(Extracted entries)

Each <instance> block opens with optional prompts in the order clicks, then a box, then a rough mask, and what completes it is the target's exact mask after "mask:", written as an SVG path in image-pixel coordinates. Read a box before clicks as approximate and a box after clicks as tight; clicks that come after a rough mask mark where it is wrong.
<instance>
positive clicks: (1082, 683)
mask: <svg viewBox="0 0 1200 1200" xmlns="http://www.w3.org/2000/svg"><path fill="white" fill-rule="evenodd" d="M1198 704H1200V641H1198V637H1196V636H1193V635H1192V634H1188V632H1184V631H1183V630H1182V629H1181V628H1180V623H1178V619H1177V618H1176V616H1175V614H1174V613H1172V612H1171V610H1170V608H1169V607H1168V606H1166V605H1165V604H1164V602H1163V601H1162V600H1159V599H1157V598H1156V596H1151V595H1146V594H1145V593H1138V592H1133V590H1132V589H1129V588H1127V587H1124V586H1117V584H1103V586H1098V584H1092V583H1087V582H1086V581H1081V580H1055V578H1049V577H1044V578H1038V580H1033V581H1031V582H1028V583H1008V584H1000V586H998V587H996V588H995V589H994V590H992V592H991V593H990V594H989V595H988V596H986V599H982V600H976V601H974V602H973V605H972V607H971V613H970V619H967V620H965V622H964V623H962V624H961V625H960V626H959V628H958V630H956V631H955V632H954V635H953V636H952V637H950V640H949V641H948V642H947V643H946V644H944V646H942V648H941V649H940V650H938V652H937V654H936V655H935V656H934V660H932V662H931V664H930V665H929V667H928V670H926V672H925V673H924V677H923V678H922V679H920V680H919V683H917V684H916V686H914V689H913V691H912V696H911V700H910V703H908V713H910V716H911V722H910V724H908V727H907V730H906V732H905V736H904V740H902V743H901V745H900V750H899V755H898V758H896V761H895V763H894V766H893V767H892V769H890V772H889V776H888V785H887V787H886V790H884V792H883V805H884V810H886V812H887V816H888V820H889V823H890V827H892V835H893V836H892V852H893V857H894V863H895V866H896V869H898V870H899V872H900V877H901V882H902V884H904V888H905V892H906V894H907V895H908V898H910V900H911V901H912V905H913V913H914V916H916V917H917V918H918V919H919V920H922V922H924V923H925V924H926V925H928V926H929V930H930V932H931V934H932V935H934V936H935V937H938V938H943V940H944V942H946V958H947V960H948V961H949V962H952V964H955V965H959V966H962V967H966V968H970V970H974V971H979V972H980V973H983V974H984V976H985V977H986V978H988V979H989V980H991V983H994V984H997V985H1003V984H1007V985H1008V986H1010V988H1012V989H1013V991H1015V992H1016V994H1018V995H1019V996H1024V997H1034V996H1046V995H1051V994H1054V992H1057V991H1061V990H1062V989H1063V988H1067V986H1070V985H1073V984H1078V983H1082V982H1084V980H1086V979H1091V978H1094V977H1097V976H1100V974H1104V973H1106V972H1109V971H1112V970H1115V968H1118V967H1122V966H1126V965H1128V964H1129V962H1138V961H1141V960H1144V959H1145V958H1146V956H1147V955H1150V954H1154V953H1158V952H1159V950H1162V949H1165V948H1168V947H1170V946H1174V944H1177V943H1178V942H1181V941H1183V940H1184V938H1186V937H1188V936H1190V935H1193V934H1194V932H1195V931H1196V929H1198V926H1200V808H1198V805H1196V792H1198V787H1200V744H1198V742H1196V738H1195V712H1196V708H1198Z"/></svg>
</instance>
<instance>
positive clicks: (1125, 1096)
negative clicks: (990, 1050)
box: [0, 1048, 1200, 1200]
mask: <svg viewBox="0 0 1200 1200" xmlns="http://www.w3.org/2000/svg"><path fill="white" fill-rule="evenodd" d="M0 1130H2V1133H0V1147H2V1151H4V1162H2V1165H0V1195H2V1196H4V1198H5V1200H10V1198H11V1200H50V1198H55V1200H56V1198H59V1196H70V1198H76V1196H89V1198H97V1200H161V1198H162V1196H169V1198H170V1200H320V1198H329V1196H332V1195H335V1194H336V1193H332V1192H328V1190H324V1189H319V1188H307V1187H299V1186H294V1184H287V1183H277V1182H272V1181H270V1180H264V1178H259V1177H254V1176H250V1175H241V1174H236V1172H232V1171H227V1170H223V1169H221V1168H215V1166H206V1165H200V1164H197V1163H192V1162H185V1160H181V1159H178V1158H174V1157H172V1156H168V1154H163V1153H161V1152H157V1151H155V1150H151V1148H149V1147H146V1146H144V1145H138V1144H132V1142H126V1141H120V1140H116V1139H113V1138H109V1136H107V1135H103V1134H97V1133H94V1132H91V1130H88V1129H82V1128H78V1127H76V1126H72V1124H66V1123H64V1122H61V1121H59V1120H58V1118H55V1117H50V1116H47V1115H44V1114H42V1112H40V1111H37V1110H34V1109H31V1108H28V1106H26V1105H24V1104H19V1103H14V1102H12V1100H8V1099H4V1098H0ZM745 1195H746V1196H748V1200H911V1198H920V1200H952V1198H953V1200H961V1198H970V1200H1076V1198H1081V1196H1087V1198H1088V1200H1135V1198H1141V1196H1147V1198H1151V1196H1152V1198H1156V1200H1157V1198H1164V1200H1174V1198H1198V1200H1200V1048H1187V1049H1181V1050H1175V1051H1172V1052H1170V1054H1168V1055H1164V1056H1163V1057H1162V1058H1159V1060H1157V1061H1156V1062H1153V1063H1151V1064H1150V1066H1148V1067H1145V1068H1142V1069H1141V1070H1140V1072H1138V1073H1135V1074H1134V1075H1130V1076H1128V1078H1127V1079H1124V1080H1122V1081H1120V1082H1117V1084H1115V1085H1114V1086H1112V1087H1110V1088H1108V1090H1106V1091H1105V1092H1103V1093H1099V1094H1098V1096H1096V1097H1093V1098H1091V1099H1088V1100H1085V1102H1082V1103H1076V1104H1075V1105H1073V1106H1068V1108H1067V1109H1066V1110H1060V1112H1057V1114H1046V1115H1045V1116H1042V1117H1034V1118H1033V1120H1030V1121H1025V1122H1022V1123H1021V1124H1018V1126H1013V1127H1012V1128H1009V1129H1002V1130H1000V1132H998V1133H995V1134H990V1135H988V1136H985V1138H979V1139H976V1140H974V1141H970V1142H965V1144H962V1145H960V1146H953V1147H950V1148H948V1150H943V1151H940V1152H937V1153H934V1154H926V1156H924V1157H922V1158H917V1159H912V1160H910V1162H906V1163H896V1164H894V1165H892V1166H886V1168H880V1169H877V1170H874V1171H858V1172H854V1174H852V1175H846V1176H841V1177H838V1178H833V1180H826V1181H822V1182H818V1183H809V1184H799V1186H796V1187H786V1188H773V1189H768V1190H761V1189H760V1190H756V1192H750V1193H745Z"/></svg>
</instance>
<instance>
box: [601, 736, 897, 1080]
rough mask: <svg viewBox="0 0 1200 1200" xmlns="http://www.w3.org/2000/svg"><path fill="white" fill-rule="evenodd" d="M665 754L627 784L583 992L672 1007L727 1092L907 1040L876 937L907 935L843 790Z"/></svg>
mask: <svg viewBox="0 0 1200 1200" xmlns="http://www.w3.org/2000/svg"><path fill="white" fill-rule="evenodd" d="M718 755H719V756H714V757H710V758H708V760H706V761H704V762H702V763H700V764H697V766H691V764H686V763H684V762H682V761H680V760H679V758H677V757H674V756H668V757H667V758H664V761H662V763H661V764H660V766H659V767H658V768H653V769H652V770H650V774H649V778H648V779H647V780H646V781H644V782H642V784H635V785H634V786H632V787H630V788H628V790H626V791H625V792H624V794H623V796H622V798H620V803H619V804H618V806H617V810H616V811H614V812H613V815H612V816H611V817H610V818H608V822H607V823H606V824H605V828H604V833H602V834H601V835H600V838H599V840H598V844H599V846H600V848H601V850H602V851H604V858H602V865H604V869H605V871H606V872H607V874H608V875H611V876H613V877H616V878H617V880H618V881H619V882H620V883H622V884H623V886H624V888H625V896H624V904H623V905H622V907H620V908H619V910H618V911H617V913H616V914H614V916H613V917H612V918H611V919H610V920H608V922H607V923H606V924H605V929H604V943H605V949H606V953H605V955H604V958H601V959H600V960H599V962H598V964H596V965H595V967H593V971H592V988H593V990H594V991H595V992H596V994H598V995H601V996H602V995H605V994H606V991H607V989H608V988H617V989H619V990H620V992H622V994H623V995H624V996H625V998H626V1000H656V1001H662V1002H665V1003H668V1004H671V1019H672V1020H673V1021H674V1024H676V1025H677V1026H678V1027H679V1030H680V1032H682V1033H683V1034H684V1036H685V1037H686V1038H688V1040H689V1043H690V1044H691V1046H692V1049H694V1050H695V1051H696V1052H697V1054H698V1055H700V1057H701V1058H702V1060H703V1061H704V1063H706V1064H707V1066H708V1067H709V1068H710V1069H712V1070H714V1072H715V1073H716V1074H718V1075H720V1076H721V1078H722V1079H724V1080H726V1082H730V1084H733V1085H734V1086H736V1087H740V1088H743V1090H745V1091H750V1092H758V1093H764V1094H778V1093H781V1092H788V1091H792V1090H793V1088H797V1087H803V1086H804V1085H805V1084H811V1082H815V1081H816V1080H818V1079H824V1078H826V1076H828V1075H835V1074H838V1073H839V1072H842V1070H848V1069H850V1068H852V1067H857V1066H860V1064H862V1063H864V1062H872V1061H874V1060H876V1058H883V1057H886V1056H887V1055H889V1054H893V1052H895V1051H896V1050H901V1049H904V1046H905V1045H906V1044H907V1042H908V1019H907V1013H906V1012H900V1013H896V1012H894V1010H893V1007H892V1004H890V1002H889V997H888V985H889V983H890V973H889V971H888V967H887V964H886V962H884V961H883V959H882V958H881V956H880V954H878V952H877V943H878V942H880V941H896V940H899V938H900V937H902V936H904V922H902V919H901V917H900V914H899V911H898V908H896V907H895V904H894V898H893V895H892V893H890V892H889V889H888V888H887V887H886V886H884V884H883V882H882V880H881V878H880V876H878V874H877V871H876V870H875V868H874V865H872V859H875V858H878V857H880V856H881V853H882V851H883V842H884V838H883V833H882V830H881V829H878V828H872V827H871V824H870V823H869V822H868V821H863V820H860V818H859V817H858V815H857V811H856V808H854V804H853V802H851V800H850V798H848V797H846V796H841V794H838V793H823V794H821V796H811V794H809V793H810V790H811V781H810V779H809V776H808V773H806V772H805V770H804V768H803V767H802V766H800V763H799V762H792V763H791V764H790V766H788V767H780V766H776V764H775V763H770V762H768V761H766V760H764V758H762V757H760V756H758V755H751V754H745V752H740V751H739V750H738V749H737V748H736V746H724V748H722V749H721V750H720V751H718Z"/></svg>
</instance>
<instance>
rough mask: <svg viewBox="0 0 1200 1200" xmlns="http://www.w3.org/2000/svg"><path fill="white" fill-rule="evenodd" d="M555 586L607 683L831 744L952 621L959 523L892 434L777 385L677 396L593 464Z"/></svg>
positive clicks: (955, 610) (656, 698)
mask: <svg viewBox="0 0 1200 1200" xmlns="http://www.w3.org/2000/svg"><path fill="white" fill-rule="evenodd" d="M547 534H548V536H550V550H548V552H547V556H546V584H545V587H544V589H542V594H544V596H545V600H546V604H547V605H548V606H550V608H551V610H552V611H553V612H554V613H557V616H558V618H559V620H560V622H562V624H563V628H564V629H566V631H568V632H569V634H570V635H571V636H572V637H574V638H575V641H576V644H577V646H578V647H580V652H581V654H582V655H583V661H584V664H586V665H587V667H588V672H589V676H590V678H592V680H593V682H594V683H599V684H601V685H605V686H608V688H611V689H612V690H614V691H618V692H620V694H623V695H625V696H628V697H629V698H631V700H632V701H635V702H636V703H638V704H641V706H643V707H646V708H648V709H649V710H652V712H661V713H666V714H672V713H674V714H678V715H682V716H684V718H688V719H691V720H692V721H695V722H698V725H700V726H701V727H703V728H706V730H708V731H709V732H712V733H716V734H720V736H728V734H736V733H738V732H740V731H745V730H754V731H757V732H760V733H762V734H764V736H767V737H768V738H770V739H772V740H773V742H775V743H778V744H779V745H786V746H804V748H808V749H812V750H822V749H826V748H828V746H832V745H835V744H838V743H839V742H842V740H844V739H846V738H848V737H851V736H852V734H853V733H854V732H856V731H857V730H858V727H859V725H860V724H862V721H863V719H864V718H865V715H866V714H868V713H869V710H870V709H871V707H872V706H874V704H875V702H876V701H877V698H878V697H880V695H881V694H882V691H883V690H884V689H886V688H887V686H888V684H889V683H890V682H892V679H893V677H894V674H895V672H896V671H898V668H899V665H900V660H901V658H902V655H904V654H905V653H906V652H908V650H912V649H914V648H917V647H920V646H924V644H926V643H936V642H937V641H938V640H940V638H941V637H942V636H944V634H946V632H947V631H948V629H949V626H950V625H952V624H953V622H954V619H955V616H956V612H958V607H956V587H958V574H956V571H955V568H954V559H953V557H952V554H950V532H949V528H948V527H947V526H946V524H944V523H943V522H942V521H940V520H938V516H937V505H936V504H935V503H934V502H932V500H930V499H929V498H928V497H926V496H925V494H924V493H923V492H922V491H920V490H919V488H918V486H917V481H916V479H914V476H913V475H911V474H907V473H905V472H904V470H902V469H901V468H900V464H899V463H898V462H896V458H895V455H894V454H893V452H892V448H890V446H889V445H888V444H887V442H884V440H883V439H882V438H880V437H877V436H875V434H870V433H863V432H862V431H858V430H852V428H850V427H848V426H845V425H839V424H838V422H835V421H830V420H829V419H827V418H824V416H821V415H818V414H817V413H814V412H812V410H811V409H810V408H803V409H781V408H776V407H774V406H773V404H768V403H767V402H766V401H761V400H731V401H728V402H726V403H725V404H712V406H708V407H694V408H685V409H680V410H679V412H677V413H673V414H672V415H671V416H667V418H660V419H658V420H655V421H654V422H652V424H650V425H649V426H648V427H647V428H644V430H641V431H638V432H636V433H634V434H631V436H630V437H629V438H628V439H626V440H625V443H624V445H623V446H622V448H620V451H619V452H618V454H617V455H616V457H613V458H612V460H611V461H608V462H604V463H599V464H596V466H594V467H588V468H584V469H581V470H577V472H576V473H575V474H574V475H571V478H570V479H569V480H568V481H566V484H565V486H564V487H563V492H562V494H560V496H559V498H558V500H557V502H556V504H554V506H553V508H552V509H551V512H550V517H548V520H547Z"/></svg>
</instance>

(End Extracted entries)

* _Aim of the task_
Across the entries above, tally the lines that contain the string "clicks" and give that figure alone.

* _Answer for the task_
5